**ASSIGNMENT**
Quote the records below word for word, please, from the very first line through the one that contains "obj: beach debris | bbox --json", and nothing beyond it.

*** RECORDS TO PROCESS Section Begins ***

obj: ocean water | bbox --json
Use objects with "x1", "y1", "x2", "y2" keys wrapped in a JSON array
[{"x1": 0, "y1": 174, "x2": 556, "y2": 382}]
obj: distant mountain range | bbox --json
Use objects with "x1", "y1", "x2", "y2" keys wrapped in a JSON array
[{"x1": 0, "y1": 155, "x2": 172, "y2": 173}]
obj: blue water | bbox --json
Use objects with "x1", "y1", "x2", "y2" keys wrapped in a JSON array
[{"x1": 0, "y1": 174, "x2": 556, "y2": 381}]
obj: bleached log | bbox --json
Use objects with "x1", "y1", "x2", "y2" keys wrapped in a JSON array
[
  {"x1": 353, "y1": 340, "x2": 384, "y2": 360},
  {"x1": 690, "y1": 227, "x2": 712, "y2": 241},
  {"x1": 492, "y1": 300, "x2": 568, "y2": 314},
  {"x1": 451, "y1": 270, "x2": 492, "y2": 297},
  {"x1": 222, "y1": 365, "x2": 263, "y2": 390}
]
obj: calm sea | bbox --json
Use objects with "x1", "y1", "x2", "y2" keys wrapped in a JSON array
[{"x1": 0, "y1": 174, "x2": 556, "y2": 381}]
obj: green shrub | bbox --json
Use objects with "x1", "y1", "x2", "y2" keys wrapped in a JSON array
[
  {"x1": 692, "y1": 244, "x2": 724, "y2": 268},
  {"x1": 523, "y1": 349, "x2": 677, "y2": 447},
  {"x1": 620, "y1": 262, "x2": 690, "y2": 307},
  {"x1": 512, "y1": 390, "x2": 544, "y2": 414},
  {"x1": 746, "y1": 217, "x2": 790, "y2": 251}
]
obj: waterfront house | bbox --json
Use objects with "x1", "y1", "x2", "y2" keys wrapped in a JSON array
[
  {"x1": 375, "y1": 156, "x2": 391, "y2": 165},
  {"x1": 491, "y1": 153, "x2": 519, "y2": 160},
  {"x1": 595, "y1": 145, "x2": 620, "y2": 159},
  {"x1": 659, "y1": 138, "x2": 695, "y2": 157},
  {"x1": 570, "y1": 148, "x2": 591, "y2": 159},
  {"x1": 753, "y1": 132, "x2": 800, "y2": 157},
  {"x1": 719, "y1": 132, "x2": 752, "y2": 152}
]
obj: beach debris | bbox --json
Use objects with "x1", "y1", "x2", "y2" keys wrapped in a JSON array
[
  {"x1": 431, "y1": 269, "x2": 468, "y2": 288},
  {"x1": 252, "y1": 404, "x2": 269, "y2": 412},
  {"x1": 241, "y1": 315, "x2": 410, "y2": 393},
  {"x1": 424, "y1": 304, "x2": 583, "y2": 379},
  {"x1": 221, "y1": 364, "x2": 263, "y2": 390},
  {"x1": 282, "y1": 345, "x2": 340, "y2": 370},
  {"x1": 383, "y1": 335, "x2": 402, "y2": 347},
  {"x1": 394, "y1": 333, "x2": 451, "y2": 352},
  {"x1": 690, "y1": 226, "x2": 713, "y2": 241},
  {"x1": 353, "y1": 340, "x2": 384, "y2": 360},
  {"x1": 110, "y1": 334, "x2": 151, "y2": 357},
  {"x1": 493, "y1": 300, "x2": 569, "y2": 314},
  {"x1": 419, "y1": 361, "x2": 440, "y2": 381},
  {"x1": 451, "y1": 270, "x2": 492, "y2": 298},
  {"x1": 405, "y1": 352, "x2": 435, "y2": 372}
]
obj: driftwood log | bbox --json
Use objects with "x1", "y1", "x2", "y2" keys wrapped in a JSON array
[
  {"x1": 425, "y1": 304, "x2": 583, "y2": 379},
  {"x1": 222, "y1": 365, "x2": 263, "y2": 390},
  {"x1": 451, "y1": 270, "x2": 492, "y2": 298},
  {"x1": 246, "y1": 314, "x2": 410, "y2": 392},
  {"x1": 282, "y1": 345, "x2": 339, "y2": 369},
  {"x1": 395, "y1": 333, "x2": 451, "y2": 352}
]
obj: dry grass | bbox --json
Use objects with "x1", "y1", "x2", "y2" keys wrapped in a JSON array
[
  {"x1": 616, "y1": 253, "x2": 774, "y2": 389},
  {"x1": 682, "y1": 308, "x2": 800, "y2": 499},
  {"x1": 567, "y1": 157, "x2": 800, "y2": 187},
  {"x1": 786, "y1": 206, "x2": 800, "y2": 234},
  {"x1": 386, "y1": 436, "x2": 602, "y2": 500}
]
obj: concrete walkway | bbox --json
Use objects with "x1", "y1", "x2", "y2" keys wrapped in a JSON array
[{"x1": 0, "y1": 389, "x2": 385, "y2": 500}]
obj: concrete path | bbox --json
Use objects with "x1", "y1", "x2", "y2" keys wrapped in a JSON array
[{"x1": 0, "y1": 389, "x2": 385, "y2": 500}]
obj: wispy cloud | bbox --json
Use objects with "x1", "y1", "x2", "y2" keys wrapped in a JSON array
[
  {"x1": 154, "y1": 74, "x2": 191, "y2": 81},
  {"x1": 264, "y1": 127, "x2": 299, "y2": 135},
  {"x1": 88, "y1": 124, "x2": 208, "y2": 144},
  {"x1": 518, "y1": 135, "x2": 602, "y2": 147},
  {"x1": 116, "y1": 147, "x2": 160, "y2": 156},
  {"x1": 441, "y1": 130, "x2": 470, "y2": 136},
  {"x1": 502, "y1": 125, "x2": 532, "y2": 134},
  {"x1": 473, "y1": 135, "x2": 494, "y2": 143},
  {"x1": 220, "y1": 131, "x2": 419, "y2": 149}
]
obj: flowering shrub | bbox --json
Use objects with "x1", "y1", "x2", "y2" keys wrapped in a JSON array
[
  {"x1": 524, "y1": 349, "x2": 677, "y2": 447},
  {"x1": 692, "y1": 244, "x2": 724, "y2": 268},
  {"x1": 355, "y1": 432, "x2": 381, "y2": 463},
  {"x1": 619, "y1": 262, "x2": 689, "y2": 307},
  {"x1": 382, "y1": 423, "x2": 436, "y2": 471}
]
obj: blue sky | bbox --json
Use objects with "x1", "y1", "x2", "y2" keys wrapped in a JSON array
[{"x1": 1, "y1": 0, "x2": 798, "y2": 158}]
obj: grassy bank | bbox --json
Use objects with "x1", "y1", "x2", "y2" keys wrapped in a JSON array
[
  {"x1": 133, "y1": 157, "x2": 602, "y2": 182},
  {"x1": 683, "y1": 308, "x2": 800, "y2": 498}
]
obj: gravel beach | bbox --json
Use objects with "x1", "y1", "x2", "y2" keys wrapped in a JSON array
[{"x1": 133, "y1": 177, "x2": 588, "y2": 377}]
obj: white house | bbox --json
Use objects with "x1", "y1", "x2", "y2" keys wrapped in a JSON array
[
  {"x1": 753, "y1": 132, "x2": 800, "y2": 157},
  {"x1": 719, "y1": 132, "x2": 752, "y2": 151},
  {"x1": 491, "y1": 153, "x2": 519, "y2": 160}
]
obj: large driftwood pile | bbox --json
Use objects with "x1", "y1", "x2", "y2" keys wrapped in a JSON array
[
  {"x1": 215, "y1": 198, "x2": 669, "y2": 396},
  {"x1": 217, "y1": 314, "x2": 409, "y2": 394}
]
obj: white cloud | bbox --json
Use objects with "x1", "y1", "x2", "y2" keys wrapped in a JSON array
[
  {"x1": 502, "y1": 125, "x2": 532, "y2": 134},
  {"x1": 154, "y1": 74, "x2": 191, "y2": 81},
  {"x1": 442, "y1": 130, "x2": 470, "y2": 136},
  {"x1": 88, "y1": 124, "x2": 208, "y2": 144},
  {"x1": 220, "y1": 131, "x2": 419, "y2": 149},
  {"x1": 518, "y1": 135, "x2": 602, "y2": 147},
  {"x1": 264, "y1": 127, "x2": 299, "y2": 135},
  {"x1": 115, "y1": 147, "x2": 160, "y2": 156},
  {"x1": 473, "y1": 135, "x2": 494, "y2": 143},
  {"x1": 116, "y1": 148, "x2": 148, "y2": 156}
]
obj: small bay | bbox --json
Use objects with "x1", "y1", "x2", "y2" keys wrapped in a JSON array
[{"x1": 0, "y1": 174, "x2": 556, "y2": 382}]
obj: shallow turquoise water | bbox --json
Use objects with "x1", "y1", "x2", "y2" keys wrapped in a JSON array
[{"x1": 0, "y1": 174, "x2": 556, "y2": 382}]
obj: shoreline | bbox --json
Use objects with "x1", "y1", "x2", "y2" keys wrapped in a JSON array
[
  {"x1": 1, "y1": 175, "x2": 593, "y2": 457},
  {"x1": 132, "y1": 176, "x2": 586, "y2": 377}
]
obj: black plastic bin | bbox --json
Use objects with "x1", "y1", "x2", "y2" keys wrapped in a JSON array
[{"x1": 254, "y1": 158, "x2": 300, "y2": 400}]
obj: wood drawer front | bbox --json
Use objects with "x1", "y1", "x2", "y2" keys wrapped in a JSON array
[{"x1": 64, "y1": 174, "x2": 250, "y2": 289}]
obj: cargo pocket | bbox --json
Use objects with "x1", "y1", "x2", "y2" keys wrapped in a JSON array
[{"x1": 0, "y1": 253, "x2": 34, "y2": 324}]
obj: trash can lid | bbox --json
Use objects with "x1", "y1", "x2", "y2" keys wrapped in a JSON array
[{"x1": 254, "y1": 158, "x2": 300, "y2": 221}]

*** RECORDS TO PROCESS Section Ends ***

**EXERCISE RESULT**
obj: ocean water | bbox --json
Use objects with "x1", "y1", "x2", "y2" keys wrapped in a JSON array
[{"x1": 0, "y1": 174, "x2": 556, "y2": 382}]
obj: distant mountain range | bbox --json
Use objects with "x1", "y1", "x2", "y2" keys wrapped in a JSON array
[{"x1": 0, "y1": 155, "x2": 172, "y2": 173}]
obj: blue water | bbox --json
Use objects with "x1", "y1", "x2", "y2" keys wrapped in a JSON array
[{"x1": 0, "y1": 174, "x2": 556, "y2": 381}]
obj: bleached log | bbox --json
Use objects with "x1", "y1", "x2", "y2" keys wrapped in a JSON array
[
  {"x1": 353, "y1": 340, "x2": 384, "y2": 360},
  {"x1": 690, "y1": 227, "x2": 712, "y2": 241},
  {"x1": 492, "y1": 300, "x2": 568, "y2": 314},
  {"x1": 451, "y1": 270, "x2": 492, "y2": 297},
  {"x1": 222, "y1": 365, "x2": 263, "y2": 390}
]
obj: calm sea | bbox --json
Use objects with "x1", "y1", "x2", "y2" keys wrapped in a JSON array
[{"x1": 0, "y1": 174, "x2": 556, "y2": 381}]
obj: green shrub | bbox --json
Use objects with "x1", "y1", "x2", "y2" keys wrapped in a JSON array
[
  {"x1": 692, "y1": 244, "x2": 724, "y2": 268},
  {"x1": 523, "y1": 349, "x2": 677, "y2": 447},
  {"x1": 620, "y1": 262, "x2": 690, "y2": 307},
  {"x1": 512, "y1": 390, "x2": 544, "y2": 414},
  {"x1": 746, "y1": 217, "x2": 790, "y2": 251}
]
obj: waterfront house | bbox --json
Use objects with "x1", "y1", "x2", "y2" keys wrapped in a JSON array
[
  {"x1": 375, "y1": 156, "x2": 391, "y2": 165},
  {"x1": 491, "y1": 153, "x2": 519, "y2": 160},
  {"x1": 595, "y1": 145, "x2": 620, "y2": 159},
  {"x1": 659, "y1": 138, "x2": 695, "y2": 157},
  {"x1": 570, "y1": 148, "x2": 591, "y2": 159},
  {"x1": 753, "y1": 132, "x2": 800, "y2": 157},
  {"x1": 719, "y1": 132, "x2": 752, "y2": 152}
]
obj: beach debris | bbox --json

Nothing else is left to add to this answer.